> [WHAT IS EXPECTED]:
Reproduce the complete set of records, exactly as they appear.
─── INPUT ───
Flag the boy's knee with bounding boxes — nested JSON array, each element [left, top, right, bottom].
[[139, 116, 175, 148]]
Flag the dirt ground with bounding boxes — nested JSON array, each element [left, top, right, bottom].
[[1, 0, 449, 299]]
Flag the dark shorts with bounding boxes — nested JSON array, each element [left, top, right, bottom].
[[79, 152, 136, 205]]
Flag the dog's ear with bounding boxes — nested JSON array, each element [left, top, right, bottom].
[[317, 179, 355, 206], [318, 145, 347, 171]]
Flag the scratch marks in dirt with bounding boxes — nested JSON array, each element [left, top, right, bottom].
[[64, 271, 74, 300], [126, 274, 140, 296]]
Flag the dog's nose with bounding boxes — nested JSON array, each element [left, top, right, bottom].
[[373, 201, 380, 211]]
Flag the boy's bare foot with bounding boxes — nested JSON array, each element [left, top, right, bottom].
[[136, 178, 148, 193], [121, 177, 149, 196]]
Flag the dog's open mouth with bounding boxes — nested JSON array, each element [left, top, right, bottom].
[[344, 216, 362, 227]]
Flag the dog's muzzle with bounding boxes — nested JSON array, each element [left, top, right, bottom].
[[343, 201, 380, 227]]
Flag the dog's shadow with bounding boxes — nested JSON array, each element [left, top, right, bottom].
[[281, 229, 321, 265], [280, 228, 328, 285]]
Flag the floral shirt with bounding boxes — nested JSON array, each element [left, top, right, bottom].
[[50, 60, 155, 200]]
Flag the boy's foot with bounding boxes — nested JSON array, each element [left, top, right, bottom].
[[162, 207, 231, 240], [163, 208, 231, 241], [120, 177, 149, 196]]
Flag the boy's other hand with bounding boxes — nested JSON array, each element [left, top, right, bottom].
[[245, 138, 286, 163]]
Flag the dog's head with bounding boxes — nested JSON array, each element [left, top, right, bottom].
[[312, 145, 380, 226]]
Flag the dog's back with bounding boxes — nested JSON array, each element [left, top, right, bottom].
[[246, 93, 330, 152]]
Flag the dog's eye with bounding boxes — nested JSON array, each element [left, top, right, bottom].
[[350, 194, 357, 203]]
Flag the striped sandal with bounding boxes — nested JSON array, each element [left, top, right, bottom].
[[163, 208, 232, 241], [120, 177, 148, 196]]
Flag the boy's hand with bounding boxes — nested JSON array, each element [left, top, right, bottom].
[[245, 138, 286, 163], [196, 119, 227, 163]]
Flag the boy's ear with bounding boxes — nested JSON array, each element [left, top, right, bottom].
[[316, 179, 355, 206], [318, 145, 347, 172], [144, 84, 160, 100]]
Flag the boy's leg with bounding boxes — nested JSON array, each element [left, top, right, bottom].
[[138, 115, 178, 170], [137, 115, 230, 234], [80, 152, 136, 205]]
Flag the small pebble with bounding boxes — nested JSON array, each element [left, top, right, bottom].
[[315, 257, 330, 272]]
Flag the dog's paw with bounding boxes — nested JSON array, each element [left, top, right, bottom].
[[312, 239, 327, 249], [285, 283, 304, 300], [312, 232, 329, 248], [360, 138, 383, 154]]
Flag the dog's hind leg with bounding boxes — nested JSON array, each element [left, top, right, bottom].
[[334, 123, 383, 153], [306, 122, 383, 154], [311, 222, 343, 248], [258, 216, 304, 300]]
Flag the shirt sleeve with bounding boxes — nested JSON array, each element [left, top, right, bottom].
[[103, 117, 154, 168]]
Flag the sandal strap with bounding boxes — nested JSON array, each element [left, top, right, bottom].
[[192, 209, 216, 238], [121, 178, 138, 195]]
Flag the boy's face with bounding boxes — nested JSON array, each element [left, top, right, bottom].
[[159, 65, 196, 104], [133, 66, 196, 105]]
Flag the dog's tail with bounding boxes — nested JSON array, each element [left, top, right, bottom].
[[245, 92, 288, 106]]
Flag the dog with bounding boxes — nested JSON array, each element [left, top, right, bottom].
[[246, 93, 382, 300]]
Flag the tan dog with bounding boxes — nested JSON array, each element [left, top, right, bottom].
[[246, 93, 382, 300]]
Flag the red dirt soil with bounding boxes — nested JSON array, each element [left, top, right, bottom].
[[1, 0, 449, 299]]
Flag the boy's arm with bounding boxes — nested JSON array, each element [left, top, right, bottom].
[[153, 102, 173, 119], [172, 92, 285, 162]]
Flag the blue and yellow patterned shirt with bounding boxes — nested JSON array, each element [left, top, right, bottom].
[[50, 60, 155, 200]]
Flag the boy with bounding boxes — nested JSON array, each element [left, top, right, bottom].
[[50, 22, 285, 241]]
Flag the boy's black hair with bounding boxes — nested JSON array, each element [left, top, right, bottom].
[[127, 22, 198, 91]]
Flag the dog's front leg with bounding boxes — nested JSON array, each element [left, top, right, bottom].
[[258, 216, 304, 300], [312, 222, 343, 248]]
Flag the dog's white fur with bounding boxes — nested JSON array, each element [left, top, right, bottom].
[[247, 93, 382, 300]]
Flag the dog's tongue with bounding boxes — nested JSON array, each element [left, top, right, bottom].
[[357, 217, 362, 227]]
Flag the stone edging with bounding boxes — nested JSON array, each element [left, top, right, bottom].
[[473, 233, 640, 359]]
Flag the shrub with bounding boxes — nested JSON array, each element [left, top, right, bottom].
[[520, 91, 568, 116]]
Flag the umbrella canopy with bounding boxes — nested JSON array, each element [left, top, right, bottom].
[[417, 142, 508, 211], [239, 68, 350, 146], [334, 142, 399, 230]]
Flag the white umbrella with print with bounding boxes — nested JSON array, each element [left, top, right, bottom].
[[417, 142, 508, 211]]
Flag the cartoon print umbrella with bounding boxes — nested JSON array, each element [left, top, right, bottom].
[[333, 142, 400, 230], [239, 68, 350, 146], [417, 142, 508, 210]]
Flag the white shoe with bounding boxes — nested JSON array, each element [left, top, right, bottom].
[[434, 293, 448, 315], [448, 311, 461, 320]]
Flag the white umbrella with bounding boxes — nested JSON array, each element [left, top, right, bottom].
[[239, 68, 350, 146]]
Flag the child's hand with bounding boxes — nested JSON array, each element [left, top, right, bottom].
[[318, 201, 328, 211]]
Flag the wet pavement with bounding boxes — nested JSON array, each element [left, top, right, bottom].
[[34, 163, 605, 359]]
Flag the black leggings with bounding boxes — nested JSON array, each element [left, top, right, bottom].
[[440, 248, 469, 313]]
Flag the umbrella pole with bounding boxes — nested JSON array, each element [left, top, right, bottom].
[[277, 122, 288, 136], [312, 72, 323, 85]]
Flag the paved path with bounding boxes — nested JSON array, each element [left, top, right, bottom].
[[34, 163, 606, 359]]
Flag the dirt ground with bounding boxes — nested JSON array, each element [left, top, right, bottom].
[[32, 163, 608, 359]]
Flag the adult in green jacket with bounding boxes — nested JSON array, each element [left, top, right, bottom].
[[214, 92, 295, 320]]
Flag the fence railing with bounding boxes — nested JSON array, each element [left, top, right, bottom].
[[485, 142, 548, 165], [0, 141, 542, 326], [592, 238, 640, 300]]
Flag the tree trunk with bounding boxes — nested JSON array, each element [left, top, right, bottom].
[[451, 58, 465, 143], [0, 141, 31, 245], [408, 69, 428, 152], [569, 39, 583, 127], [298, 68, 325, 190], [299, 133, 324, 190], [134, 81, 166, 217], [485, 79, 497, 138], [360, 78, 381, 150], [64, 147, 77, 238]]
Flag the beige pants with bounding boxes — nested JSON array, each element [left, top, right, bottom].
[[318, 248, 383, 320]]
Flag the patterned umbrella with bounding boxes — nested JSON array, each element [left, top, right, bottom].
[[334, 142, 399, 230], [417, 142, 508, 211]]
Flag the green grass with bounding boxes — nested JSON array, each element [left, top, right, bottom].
───
> [OUTPUT OF THE TASK]:
Flag the boy's knee with bounding boxes — nested JSON array, each element [left, top, right, bottom].
[[139, 116, 175, 148]]
Flag the dirt ground with bounding boxes — nested JSON array, each element [left, top, right, bottom].
[[1, 0, 449, 299]]
Flag the dark shorts with bounding boxes — nested JSON array, each element [left, top, right, bottom].
[[79, 152, 136, 205]]
Flag the dog's ear with bounding boxes — nested JSON array, each element [left, top, right, bottom].
[[317, 179, 355, 206], [318, 145, 347, 171]]
Flag the scratch marks in dirt with bounding boxes — nested JSON array, each element [left, top, right, bottom].
[[64, 271, 74, 300], [126, 274, 140, 296]]
Flag the dog's nose with bounding boxes — nested JSON array, each element [left, top, right, bottom].
[[373, 201, 380, 211]]
Flag the boy's bare foot with bounding boxes — nested JSON array, each element [left, top, right, bottom].
[[136, 178, 148, 193], [121, 177, 149, 196]]
Flag the dog's open mouth with bounding boxes — nested JSON array, each element [left, top, right, bottom].
[[344, 216, 362, 227]]
Flag the dog's muzzle with bounding boxes — nested JSON array, each element [left, top, right, bottom].
[[343, 201, 380, 227]]
Flag the dog's shadow with bounding boxes — nested JSON array, each element [left, top, right, bottom].
[[281, 229, 321, 265], [280, 228, 328, 285]]
Flag the floral shirt with bounding boxes — nested JSON array, each element [left, top, right, bottom].
[[50, 60, 155, 200]]
Flag the boy's foot with bounding boxes — nested JSON array, each element [left, top, right, bottom].
[[162, 207, 231, 240], [163, 208, 231, 241], [120, 177, 149, 196]]
Flag the boy's other hand with bounding boxes — nested JSON array, each element [left, top, right, bottom].
[[245, 138, 286, 163]]
Flag the dog's head with bounding boxes — nested JSON array, each element [left, top, right, bottom].
[[312, 145, 380, 226]]
Flag the dog's back with bounding boxes — nested JSON array, each element [left, top, right, bottom].
[[246, 93, 330, 152]]
Flag the dog's eye with bounding boxes — nested JSON array, each element [left, top, right, bottom].
[[350, 194, 357, 203]]
Flag the striped sandal with bounding boxes — nested JSON array, each element [left, top, right, bottom].
[[163, 208, 232, 241], [120, 177, 148, 196]]
Flag the boy's hand with bounding boxes — nested JSON array, each element [left, top, right, bottom].
[[245, 138, 286, 163], [196, 119, 227, 163]]
Flag the boy's ear with bounding boxes — nested JSON array, each element [left, top, right, bottom].
[[316, 179, 355, 206], [318, 145, 347, 172], [144, 84, 160, 100]]
Flag the boy's leg with bounding boxes — nested JSON array, each element [left, top, right, bottom].
[[138, 115, 178, 170], [137, 115, 230, 234], [80, 152, 136, 205]]
Flag the small pebble with bounding boxes — nested JSON array, each element [left, top, right, bottom].
[[315, 257, 330, 272]]
Flag the dog's paw with bounding boxes — nested JSON array, each element [left, top, right, bottom].
[[312, 239, 327, 249], [285, 283, 304, 300], [312, 232, 329, 248], [360, 138, 383, 154]]
Flag the dog's hind leg with bounding boxes — nested JSON array, each element [left, top, right, bottom].
[[334, 123, 383, 153], [306, 122, 383, 154], [311, 222, 343, 248], [258, 216, 304, 300]]
Flag the shirt sleeve with bounding boxes — nested JSON array, each element [left, top, right, bottom].
[[103, 117, 154, 168]]
Flag the sandal strap with bounding boxes — nested JSON array, each element [left, top, right, bottom].
[[192, 209, 216, 238], [121, 178, 138, 195]]
Flag the boy's face with bounding boxes — nested JSON array, each element [left, top, right, bottom].
[[159, 65, 196, 104], [133, 66, 196, 105]]
Flag the dog's tail with bounding boxes — nested JSON array, each element [left, top, right, bottom].
[[245, 92, 288, 106]]
Flag the dog with bounding boxes — nested JSON array, each element [left, top, right, bottom].
[[246, 93, 382, 300]]
Flag the tan dog with bounding boxes — nested JSON array, each element [left, top, right, bottom].
[[246, 93, 382, 300]]
Flag the red dirt soil with bounding boxes — nested JSON array, each element [left, top, right, bottom].
[[1, 0, 449, 299]]
Flag the boy's arm with bounding boxes — nested JSON array, each element [left, top, right, bottom].
[[153, 102, 173, 119], [172, 92, 285, 162]]
Flag the blue and yellow patterned shirt with bounding boxes — nested JSON array, each element [left, top, right, bottom].
[[50, 60, 155, 200]]
Flag the boy with bounding boxes — nested JSON array, each element [left, top, right, bottom].
[[50, 22, 285, 241]]
Flag the boy's black hair with bounding boxes — nested JSON array, each element [left, top, right, bottom].
[[127, 22, 198, 91]]
Flag the dog's front leg with bounding boxes — nested JSON array, each element [left, top, right, bottom].
[[258, 216, 304, 300], [312, 222, 343, 248]]
Flag the dog's white fur with bounding boxes — nested JSON array, each element [left, top, right, bottom].
[[247, 93, 382, 300]]
Flag the dog's tongue with bounding boxes — nested JSON array, each element [left, top, right, bottom].
[[357, 217, 362, 227]]
Flag the stone edging with bounding boxes — nested JSON array, each element [left, top, right, bottom].
[[473, 233, 640, 359]]
Flag the shrub with bounding boxes — nested JSON array, each element [left, top, right, bottom].
[[520, 91, 568, 116]]
Flag the umbrella canopy with bounding boxes — nested JSON array, each element [left, top, right, bottom].
[[417, 142, 508, 211], [239, 68, 350, 146], [334, 142, 399, 230]]
Flag the white umbrella with print with bounding boxes — nested JSON array, each element [left, top, right, bottom].
[[417, 142, 508, 211]]
Flag the cartoon print umbrella with bounding boxes — nested JSON array, each element [left, top, right, bottom].
[[333, 142, 400, 230], [239, 68, 350, 146], [417, 142, 508, 210]]
Flag the white shoe with bounding boxes — nested JSON array, each element [left, top, right, bottom].
[[434, 293, 448, 315], [448, 311, 461, 320]]
Flag the white umbrella with bounding boxes — nested JSON array, each element [left, top, right, bottom].
[[239, 68, 350, 146]]
Flag the child's hand with bounding boxes — nested JSON array, each element [left, top, right, bottom].
[[318, 201, 328, 211]]
Flag the wet pavement with bounding boxes — nested JSON array, each element [left, top, right, bottom].
[[34, 163, 605, 359]]
Flag the black leggings with bounding boxes — nested JSON array, each element [left, top, right, bottom].
[[440, 248, 469, 313]]
Flag the umbrella pole with bounding boxes — nested JSON array, each element [left, top, right, bottom].
[[277, 122, 288, 136], [312, 72, 323, 85]]
Flag the paved path with bounding boxes — nested JSON array, each element [left, top, right, bottom].
[[34, 163, 606, 359]]
Flag the dirt ground with bounding boxes — nested JSON array, each element [left, top, right, bottom].
[[32, 163, 608, 359]]
Flag the adult in green jacket with bounding boxes — nested JSON array, each element [left, top, right, bottom].
[[214, 92, 295, 320]]
Flag the fence railing with bounding boxes — nested JSON array, each element [left, top, right, bottom].
[[485, 142, 548, 165], [0, 141, 542, 326], [592, 238, 640, 300]]
Flag the tree trunk with bounding boxes — nested JSON array, each element [left, top, right, bottom].
[[451, 58, 465, 143], [0, 141, 31, 245], [408, 69, 428, 152], [569, 39, 583, 127], [298, 68, 325, 190], [299, 133, 324, 190], [134, 81, 166, 217], [485, 79, 497, 138], [360, 78, 381, 150], [64, 147, 77, 238]]
Flag the beige pants with bounding boxes — nested JSON array, each element [left, top, right, bottom].
[[318, 248, 383, 320]]
Flag the patterned umbrella with bounding boxes — nested JSON array, each element [left, top, right, bottom].
[[334, 142, 399, 230], [417, 142, 508, 211]]
Flag the green grass with bounding boxes — nested JSON array, each element [left, top, right, bottom].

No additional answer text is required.